The risk factors for IOP spikes following PEI include residual viscoelastic material [23, 24], resident-performed surgery [17, 25, 26], glaucoma [14, 16], exfoliation syndrome [27], an axial length of more than 25 mm [28], and topical steroid application in steroid responders [29]. However, a few studies have reported the associations of IOP spike after PEI-GSL in PACG. In our study, patients with IOP spike had severe visual field defects compared to those without IOP spike. Also, IOP spike was more often observed in CPACG (44%) than in APACG (25%). This may indicate that the PAS was formed for a longer time in CPACG and the peripheral iris tissue adhered more closely to the trabecular meshwork. It was observed that the separation of PAS in CPACG was more difficult than that in APACG, and there was more pigmentation of the iris attached to the trabecular meshwork of CPACG. However, the situation of chamber angle pigment and angle-separation time of the two groups were not recorded, and the degree-wise classification of trabecular meshwork pigment and separation time of GSL in different types of PACG was not analyzed. In the multifactorial regression model, pre-PAS, ACD, and PSD of VF were not correlated with IOP spike.

## EXCERPTED DATA
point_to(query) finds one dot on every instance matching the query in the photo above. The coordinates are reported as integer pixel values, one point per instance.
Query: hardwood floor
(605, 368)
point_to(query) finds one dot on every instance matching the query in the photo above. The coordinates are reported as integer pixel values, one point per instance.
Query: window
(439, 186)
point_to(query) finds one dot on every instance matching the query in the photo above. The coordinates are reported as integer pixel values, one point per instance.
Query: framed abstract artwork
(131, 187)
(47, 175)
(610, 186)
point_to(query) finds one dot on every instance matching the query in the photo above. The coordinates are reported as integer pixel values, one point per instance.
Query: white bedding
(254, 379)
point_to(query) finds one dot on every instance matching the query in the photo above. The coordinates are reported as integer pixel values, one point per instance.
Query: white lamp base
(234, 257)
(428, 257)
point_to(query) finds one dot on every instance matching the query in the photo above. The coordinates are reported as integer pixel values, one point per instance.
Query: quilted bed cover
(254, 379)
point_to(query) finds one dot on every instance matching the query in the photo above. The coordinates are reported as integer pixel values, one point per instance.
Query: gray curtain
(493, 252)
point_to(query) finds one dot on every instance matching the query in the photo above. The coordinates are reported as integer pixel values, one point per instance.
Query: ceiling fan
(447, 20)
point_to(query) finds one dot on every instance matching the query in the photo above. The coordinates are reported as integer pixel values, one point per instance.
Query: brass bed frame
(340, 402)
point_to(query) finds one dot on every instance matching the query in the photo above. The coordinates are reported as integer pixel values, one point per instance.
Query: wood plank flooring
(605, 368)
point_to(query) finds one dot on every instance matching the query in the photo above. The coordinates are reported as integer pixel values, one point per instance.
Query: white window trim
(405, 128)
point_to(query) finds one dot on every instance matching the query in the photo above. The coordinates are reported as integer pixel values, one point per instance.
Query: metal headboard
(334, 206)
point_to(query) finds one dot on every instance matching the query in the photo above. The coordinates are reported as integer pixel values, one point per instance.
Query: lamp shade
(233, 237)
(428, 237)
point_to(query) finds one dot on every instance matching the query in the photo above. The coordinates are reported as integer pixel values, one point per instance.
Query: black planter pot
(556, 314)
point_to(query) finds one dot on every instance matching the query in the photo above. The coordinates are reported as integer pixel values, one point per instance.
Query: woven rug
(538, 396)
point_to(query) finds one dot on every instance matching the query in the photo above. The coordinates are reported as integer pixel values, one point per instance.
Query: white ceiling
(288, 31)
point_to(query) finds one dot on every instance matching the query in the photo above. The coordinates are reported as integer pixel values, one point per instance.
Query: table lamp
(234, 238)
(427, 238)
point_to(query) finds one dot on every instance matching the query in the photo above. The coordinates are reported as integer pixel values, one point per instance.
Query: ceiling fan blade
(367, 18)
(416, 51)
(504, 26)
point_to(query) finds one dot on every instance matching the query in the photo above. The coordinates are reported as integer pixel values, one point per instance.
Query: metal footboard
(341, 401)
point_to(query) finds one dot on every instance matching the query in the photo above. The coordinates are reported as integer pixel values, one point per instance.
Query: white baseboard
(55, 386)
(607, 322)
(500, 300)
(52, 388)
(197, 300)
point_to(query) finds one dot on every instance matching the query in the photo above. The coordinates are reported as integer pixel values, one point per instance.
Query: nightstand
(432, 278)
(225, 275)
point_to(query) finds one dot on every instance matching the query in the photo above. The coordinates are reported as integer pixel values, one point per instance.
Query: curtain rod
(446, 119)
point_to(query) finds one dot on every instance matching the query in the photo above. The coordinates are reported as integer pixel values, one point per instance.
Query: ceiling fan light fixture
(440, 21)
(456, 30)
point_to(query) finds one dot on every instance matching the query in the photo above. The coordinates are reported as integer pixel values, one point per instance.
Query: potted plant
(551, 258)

## EXERCISE
Pick up the passage on IOP spikes after PEI-GSL in angle-closure glaucoma where its last sentence ends, and continue it.

## SOLVED PROBLEM
The mean follow-up period was 19.7 ± 38.5 months (range 6 to 46 months). The overall success rate was 89.74%, and the qualified success rate was 95.12%. The mean IOP was 14.48 ± 3.66 mmHg, and the number of mean antiglaucoma medications was 0.61 ± 1.10 at the last follow-up. Four eyes (4/100, 4.00%) needed to undergo anti-glaucoma surgery again. This finding was consistent with the study by Kameda et al.[30], who reported that the probability of treatment success for all 109 eyes was 85.9%, with a mean follow-up of 40 months after Phaco-GSL, while the study by Teekhasaenee et al.[5] reported that out of the 52 eyes that underwent Phaco-GSL, 47 eyes (90.4%) and four eyes (7.69%)had an IOP of > 20 mmHg without and with the use of medications, respectively, with a follow-up of 20.8 months. A previous study [31] has demonstrated that the trabecular meshwork may be irreversibly damaged, and even the PAS is reopened to expose the trabecular network. These functions cannot be restored in PACG patients who have experienced long-term angle closure. Compared to the rate of success of conventional trabeculectomy, we believe that GSL is worth trying for patients with long-term angle closure and exposure to the functional trabecular network is vital.
There was no significant difference in the incidence of IOP of ≥ 21 mmHg between the IOP spike group and the non-IOP spike group at final follow-up. This result indicates that the early IOP spike was not related to the long-term success rate of IOP control.
In our study, the average residual PAS was 37.73 ± 54.99° at the end of the operation. However, there are no sufficient animal or human studies to determine the extent of recovery of the trabecular meshwork function after reopening the PAS, and the separation of PAS during operation depends entirely on the subjective judgment of the surgeon.